● **Exercise**
Print, in exact form, the lines below from the one containing "positive clicks: (440, 97)" through the one containing "75L337 157L393 182L449", and omit all others.

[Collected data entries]
::::

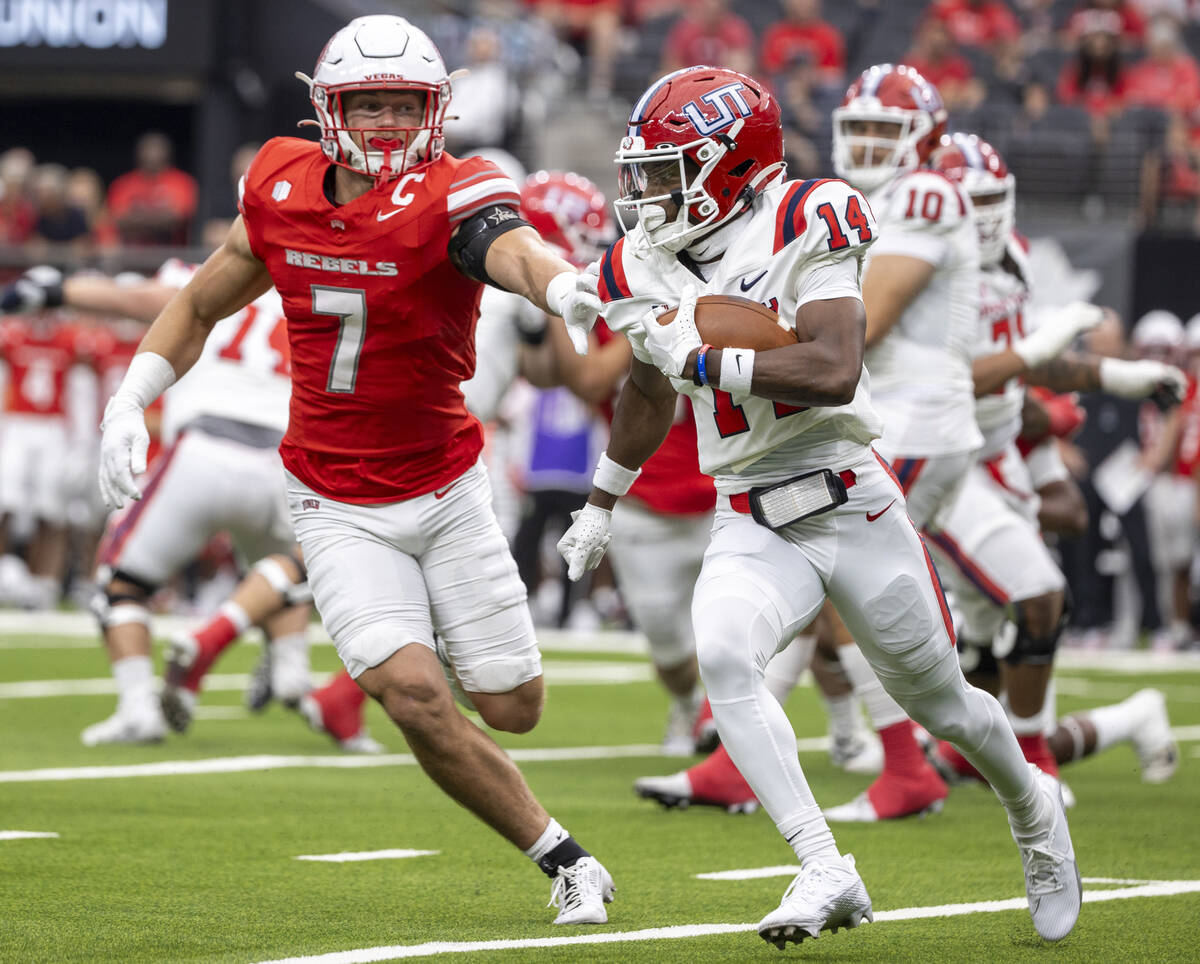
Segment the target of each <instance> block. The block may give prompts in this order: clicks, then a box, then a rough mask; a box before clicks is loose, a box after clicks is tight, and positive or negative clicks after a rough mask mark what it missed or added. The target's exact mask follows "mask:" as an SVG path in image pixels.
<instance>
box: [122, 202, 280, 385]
mask: <svg viewBox="0 0 1200 964" xmlns="http://www.w3.org/2000/svg"><path fill="white" fill-rule="evenodd" d="M270 287H271V276H270V274H269V273H268V270H266V265H265V264H263V262H260V261H259V259H258V258H257V257H256V256H254V252H253V251H251V249H250V236H248V235H247V234H246V224H245V222H244V221H242V220H241V216H240V215H239V217H238V220H236V221H234V222H233V227H232V228H229V234H228V235H227V236H226V240H224V244H222V245H221V247H218V249H217V250H216V251H214V252H212V255H210V256H209V259H208V261H206V262H204V264H202V265H200V268H199V270H198V271H197V273H196V274H194V275H193V276H192V280H191V281H188V282H187V285H186V286H185V287H184V288H182V289H181V291H180V292H179V293H176V294H175V295H174V297H173V298H172V299H170V300H169V301H168V303H167V305H166V306H164V307H163V310H162V311H161V312H160V315H158V317H157V318H155V322H154V324H152V325H150V330H149V331H148V333H146V335H145V337H144V339H143V340H142V345H140V346H138V353H139V354H140V353H142V352H154V353H156V354H158V355H162V358H164V359H167V361H168V363H169V364H170V366H172V369H174V371H175V377H176V378H179V377H181V376H182V375H184V372H186V371H187V370H188V369H191V367H192V365H194V364H196V360H197V359H198V358H199V357H200V352H202V351H203V348H204V341H205V339H208V336H209V331H211V330H212V325H215V324H216V323H217V322H220V321H221V319H222V318H227V317H228V316H230V315H233V313H234V312H235V311H240V310H241V309H244V307H245V306H246V305H248V304H250V303H251V301H253V300H254V299H256V298H258V297H259V295H260V294H263V293H264V292H266V289H268V288H270ZM151 401H152V400H151Z"/></svg>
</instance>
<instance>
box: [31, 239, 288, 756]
mask: <svg viewBox="0 0 1200 964" xmlns="http://www.w3.org/2000/svg"><path fill="white" fill-rule="evenodd" d="M194 273H196V268H194V267H193V265H187V264H184V263H182V262H179V261H174V259H173V261H168V262H167V263H166V264H163V267H162V268H161V269H160V271H158V274H157V275H156V277H155V279H154V280H152V281H145V282H140V283H134V285H124V283H119V282H116V281H114V280H112V279H108V277H103V276H96V275H76V276H72V277H68V279H66V280H65V281H61V282H58V283H54V285H43V286H41V291H40V292H38V298H37V299H35V300H42V301H43V304H61V305H66V306H68V307H74V309H78V310H82V311H91V312H101V313H113V315H120V316H124V317H131V318H143V319H145V321H150V319H152V318H154V317H155V316H156V315H157V313H158V312H160V311H161V310H162V309H163V307H164V306H166V305H167V304H168V303H169V301H170V300H172V299H173V298H174V297H175V295H176V294H178V293H179V292H180V289H182V288H184V287H185V286H186V285H187V283H188V282H190V280H191V279H192V276H193V275H194ZM26 293H28V292H26ZM284 328H286V319H284V317H283V309H282V305H281V304H280V300H278V297H277V295H276V294H275V292H272V291H268V292H265V293H263V294H262V295H260V297H259V298H257V299H256V300H254V301H253V303H251V304H250V305H247V306H246V307H245V309H242V310H241V311H238V312H234V313H233V315H230V316H229V317H226V318H223V319H221V321H220V322H217V323H216V324H215V325H214V333H212V336H211V337H210V339H209V341H208V343H206V345H205V348H204V352H203V354H202V355H200V358H199V360H198V361H197V364H196V366H194V367H193V370H192V372H191V373H190V376H188V377H187V378H182V379H180V381H179V383H178V384H175V385H174V387H173V388H172V391H170V393H169V394H168V396H167V399H168V405H167V406H166V409H164V413H163V433H164V436H166V437H167V438H168V441H169V442H170V443H172V444H170V445H169V448H168V449H167V451H166V453H163V455H162V457H161V459H158V460H156V462H155V463H154V466H152V467H151V469H150V473H149V474H148V475H146V478H145V480H144V486H145V497H144V498H143V499H142V501H139V502H138V503H136V504H134V505H132V507H131V508H130V509H128V510H126V511H124V513H119V514H115V515H114V516H113V517H112V519H109V522H108V527H107V531H106V534H104V538H103V539H102V541H101V547H100V552H98V563H100V564H98V582H100V586H101V589H102V594H101V595H100V597H98V598H97V600H96V603H95V606H94V607H95V610H96V613H97V617H98V619H100V624H101V629H102V631H103V635H104V642H106V646H107V648H108V654H109V659H110V661H112V665H113V676H114V677H115V679H116V684H118V708H116V712H115V713H114V714H113V715H112V717H109V718H108V719H106V720H103V721H101V723H97V724H95V725H92V726H89V728H88V729H86V730H84V732H83V742H84V743H85V744H86V746H97V744H101V743H139V742H149V741H155V740H161V738H162V737H163V735H164V732H166V718H164V715H163V711H162V708H161V707H160V696H158V694H157V693H156V691H155V687H154V667H152V664H151V658H150V652H151V637H150V612H149V609H148V606H146V604H148V600H149V598H150V595H152V594H154V592H155V591H156V589H157V588H158V587H160V586H162V585H163V583H164V582H166V581H168V580H169V579H170V577H173V576H174V575H175V574H176V573H178V571H179V570H180V569H181V568H182V567H184V565H185V564H186V563H188V562H190V561H191V559H193V558H194V557H196V556H197V553H198V552H199V551H200V549H202V547H203V546H204V544H205V543H206V541H208V540H209V539H210V538H211V537H212V535H214V534H215V533H217V532H220V531H223V529H228V531H230V532H232V533H233V535H234V539H235V544H236V545H238V547H239V549H240V550H241V551H242V553H244V556H245V557H246V558H251V559H259V562H258V563H256V565H254V573H256V574H257V575H258V576H260V577H262V579H265V580H269V581H270V583H271V585H272V586H276V587H278V589H280V591H281V592H283V593H286V594H287V597H288V600H289V605H290V609H289V610H288V611H287V612H283V613H280V615H278V616H275V617H274V618H272V619H271V621H270V622H264V628H265V629H266V633H268V637H269V639H271V640H274V642H275V645H276V646H278V647H280V649H278V652H280V659H278V661H277V665H276V675H277V677H278V678H277V679H276V683H277V687H278V689H280V690H281V691H284V693H294V697H295V699H299V697H300V696H301V695H304V693H306V691H307V689H308V657H307V641H306V639H305V635H304V633H305V627H306V625H307V616H308V606H307V600H308V592H307V586H306V585H305V577H304V568H302V563H301V562H299V561H298V559H295V558H293V552H292V550H293V545H294V540H293V537H292V527H290V522H289V520H288V516H287V507H286V503H284V493H283V483H282V466H281V465H280V459H278V455H277V453H276V447H277V445H278V442H280V439H281V438H282V436H283V430H284V429H286V427H287V421H288V395H289V393H290V381H289V371H290V365H289V354H288V346H287V340H286V335H284ZM145 457H146V451H145V449H142V451H140V459H142V460H145ZM144 467H145V466H144V462H143V463H142V465H139V466H138V468H139V471H143V469H144ZM271 553H277V555H276V556H272V555H271ZM222 621H223V623H229V622H230V621H232V622H233V623H236V624H238V631H239V633H240V631H241V630H244V629H245V628H246V627H247V625H248V624H250V621H248V619H247V618H246V616H245V612H244V611H242V610H240V609H239V610H236V611H234V609H233V607H232V606H227V612H223V613H222ZM210 635H211V633H210ZM230 640H232V637H230ZM205 645H208V646H209V649H204V648H202V647H200V645H199V643H198V642H197V641H196V639H194V636H193V635H192V634H187V635H185V636H182V637H180V639H178V640H175V641H174V642H173V647H172V651H170V657H169V658H170V660H172V664H174V665H176V667H178V665H179V664H180V663H187V664H191V663H192V661H193V660H197V663H198V664H204V666H205V667H206V665H208V664H209V663H211V660H212V659H215V658H216V654H217V653H218V652H220V648H221V647H216V648H212V646H211V640H209V639H208V637H205ZM181 653H186V654H187V655H186V657H184V655H181ZM180 672H181V671H180ZM172 682H174V683H175V687H168V689H167V691H166V694H164V699H166V708H167V711H168V717H170V718H172V720H173V725H174V728H175V729H176V730H184V729H186V725H187V721H188V720H190V719H191V711H192V707H193V705H194V700H196V696H194V693H196V690H194V689H190V690H187V689H185V691H179V689H180V688H179V682H180V681H179V679H173V681H172ZM196 685H197V687H198V682H197V684H196Z"/></svg>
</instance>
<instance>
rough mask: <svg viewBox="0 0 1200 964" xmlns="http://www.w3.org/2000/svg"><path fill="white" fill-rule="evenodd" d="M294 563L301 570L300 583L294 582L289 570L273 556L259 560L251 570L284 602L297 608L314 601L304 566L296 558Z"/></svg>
mask: <svg viewBox="0 0 1200 964" xmlns="http://www.w3.org/2000/svg"><path fill="white" fill-rule="evenodd" d="M292 561H293V562H294V563H295V564H296V565H298V567H299V569H300V576H301V581H300V582H294V581H293V579H292V576H290V575H288V573H287V570H286V569H284V568H283V567H282V565H281V564H280V563H278V561H277V559H275V558H274V557H271V556H268V557H265V558H262V559H259V561H258V562H256V563H254V564H253V567H251V569H252V571H254V573H258V574H259V575H260V576H262V577H263V579H265V580H266V581H268V582H269V583H270V586H271V588H272V589H275V592H277V593H278V594H280V595H281V597H283V601H284V603H286V604H287V605H289V606H296V605H299V604H301V603H310V601H312V591H311V589H310V588H308V582H307V581H306V577H307V573H306V571H305V568H304V565H301V564H300V563H299V561H296V559H294V558H293V559H292Z"/></svg>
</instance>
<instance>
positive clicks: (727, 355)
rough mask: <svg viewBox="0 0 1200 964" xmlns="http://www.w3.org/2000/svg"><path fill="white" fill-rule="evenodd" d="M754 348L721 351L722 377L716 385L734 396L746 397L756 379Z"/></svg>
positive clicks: (748, 394)
mask: <svg viewBox="0 0 1200 964" xmlns="http://www.w3.org/2000/svg"><path fill="white" fill-rule="evenodd" d="M754 355H755V352H754V348H725V349H724V351H722V352H721V377H720V381H719V382H718V385H716V387H718V388H719V389H721V391H727V393H730V395H732V396H734V397H743V399H744V397H746V396H748V395H749V394H750V382H751V381H752V379H754Z"/></svg>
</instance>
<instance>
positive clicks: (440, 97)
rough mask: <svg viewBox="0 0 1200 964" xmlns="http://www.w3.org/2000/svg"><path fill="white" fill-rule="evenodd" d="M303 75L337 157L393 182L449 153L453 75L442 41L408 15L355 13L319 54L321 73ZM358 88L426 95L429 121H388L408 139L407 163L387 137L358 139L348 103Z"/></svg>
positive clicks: (400, 140) (405, 152) (333, 160)
mask: <svg viewBox="0 0 1200 964" xmlns="http://www.w3.org/2000/svg"><path fill="white" fill-rule="evenodd" d="M296 77H299V78H300V79H301V80H304V82H305V83H306V84H307V85H308V91H310V98H311V100H312V106H313V107H314V108H316V109H317V121H316V122H317V124H318V126H319V127H320V146H322V149H323V150H324V151H325V155H326V156H328V157H329V160H330V161H332V162H334V163H335V164H341V166H342V167H348V168H350V169H352V170H356V172H359V173H360V174H373V175H374V176H376V178H377V179H378V180H380V181H386V180H390V179H392V178H398V176H400V175H401V174H404V173H407V172H410V170H416V169H418V168H421V167H425V166H426V164H431V163H433V162H434V161H437V160H438V157H440V156H442V149H443V145H444V143H445V137H444V136H443V133H442V126H443V122H444V121H445V113H446V108H448V107H449V106H450V77H449V76H448V74H446V68H445V64H443V62H442V54H439V53H438V48H437V47H434V46H433V42H432V41H431V40H430V38H428V37H427V36H426V35H425V34H424V32H422V31H420V30H418V29H416V28H415V26H413V25H412V24H410V23H409V22H408V20H406V19H404V18H403V17H392V16H389V14H373V16H370V17H356V18H354V19H353V20H350V22H349V23H348V24H347V25H346V26H343V28H342V29H341V30H338V31H337V32H336V34H334V36H332V37H330V41H329V43H326V44H325V49H324V50H322V52H320V56H319V58H317V68H316V70H314V71H313V76H312V77H311V78H310V77H307V76H306V74H304V73H299V72H298V73H296ZM354 90H415V91H419V92H421V94H424V95H425V122H424V124H422V125H421V126H419V127H395V128H388V130H389V131H394V132H395V134H396V138H395V139H396V140H400V142H401V143H402V144H407V148H406V149H404V152H403V156H402V157H401V158H400V163H396V158H394V157H392V150H391V149H390V146H388V145H386V144H380V146H378V149H374V150H372V146H373V144H368V143H367V142H366V140H365V139H364V144H365V146H366V149H364V148H360V146H359V144H358V143H355V140H354V137H353V136H352V134H354V133H362V131H359V130H352V128H349V127H347V126H346V119H344V114H343V110H342V97H343V95H346V94H347V92H348V91H354ZM307 122H308V124H312V122H314V121H307ZM372 131H376V128H372ZM376 132H377V131H376ZM377 139H378V138H373V140H377Z"/></svg>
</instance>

::::

● **Solved problem**
positive clicks: (440, 97)
rough mask: <svg viewBox="0 0 1200 964" xmlns="http://www.w3.org/2000/svg"><path fill="white" fill-rule="evenodd" d="M303 75L337 157L393 182L449 153L453 75L442 41L408 15L355 13L319 54L321 73ZM358 88L426 95L429 121H388L408 139L407 163L387 137L358 139L348 103Z"/></svg>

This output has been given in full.